BEGIN Data for this exercise

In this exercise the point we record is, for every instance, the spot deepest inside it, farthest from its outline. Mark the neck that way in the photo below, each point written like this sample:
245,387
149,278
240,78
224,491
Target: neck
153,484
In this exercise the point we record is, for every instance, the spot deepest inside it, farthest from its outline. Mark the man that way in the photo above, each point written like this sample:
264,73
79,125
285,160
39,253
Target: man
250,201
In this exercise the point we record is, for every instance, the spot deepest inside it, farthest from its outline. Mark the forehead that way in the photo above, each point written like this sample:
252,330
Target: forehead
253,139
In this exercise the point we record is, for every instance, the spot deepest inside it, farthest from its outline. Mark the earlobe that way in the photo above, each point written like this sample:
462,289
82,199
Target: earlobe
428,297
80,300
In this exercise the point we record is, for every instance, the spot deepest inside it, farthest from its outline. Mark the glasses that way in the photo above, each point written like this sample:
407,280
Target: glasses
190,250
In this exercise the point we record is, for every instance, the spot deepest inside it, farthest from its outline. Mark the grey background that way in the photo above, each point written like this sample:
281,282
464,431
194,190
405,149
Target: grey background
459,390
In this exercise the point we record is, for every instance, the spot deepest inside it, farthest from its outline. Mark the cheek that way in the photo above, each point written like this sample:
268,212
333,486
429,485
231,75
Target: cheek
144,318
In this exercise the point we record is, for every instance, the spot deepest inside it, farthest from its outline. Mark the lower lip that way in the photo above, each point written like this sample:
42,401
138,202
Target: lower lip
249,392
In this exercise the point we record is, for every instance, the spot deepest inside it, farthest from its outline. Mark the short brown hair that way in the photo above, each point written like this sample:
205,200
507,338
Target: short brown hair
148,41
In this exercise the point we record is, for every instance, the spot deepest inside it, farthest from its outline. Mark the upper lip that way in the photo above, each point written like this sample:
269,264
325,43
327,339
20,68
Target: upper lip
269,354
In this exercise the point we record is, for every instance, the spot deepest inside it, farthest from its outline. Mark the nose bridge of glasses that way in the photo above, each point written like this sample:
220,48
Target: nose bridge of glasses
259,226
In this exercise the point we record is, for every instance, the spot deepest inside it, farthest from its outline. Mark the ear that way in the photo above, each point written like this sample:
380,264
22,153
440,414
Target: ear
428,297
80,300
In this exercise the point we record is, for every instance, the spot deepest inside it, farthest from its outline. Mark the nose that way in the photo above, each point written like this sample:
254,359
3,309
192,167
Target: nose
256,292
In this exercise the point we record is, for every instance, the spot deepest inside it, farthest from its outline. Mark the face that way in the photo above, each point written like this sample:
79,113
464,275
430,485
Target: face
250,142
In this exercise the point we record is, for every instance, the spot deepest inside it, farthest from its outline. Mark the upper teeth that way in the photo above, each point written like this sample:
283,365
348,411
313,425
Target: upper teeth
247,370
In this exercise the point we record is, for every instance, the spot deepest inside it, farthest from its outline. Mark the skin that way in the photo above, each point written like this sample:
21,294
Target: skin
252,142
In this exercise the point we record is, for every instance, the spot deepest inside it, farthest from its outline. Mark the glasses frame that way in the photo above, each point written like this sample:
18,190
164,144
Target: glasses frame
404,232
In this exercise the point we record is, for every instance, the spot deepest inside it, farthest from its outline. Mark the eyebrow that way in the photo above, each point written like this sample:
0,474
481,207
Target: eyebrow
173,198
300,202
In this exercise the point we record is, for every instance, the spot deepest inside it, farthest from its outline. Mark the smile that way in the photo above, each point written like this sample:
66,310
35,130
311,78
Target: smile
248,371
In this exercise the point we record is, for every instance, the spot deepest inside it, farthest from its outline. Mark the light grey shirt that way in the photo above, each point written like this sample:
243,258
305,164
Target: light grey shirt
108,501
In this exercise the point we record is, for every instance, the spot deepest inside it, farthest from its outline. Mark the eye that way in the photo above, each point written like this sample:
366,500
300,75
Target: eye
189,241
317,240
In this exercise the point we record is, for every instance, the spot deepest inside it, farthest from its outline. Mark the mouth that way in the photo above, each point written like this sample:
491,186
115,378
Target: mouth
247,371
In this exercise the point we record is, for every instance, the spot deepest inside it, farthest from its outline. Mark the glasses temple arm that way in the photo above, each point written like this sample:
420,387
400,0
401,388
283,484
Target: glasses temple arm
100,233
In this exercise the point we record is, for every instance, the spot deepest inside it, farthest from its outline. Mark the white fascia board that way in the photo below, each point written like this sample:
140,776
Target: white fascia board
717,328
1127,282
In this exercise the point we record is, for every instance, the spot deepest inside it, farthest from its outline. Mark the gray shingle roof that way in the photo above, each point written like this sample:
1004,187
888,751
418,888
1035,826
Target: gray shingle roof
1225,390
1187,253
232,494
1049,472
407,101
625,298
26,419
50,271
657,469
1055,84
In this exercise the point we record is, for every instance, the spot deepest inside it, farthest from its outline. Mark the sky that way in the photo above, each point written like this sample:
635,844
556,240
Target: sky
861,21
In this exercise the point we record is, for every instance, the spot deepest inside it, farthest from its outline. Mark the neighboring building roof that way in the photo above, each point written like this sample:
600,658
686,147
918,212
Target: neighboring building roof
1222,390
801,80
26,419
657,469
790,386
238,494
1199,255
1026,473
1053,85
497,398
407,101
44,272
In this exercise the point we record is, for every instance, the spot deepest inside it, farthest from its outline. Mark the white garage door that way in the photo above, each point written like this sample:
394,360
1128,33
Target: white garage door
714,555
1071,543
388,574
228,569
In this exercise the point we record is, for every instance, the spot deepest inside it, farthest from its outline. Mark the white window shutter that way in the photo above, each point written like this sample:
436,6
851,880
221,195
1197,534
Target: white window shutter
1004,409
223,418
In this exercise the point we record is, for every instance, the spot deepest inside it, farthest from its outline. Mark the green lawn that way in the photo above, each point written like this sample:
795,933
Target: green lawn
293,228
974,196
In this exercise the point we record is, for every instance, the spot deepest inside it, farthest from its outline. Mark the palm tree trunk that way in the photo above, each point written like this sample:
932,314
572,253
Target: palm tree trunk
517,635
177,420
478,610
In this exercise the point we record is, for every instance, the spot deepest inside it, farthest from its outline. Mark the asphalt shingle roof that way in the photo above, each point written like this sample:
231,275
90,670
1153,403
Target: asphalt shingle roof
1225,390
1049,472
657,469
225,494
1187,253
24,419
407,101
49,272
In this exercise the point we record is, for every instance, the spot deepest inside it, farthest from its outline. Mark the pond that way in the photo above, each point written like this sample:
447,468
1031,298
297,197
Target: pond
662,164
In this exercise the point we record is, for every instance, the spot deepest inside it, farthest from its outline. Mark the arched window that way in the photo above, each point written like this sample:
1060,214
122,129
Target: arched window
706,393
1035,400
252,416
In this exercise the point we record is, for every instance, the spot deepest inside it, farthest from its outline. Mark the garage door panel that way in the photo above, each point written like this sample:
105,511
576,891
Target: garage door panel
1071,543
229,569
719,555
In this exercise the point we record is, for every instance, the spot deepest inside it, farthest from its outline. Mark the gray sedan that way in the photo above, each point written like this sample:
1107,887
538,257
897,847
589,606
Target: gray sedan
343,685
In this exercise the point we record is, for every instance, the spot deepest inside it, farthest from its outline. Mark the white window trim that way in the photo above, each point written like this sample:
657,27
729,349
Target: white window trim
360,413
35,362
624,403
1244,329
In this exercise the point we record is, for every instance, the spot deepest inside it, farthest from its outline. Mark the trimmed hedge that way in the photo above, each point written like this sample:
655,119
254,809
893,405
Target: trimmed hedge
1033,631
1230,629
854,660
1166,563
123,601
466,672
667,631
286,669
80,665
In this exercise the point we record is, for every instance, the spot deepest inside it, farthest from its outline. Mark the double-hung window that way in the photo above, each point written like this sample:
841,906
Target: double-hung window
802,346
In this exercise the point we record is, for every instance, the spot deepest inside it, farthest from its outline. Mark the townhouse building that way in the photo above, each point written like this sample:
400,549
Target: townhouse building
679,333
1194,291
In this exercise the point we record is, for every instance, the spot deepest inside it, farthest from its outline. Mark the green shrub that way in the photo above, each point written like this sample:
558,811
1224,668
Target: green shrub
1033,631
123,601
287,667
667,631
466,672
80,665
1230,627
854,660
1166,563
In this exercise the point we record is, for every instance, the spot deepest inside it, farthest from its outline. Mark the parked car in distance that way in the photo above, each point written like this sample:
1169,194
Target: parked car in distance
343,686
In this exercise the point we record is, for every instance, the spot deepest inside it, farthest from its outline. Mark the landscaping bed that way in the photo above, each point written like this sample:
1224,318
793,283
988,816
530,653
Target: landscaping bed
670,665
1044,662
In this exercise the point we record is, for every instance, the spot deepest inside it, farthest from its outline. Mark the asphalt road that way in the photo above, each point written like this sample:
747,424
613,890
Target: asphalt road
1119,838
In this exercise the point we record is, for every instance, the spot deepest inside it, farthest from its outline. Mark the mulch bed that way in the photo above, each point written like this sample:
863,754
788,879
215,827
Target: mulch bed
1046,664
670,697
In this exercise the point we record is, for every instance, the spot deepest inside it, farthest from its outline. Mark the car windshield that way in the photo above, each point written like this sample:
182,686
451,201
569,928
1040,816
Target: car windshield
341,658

END Data for this exercise

Task instructions ->
Work out how many lines in the records above include the string "below", and provide that figure with no other text.

Task output ->
2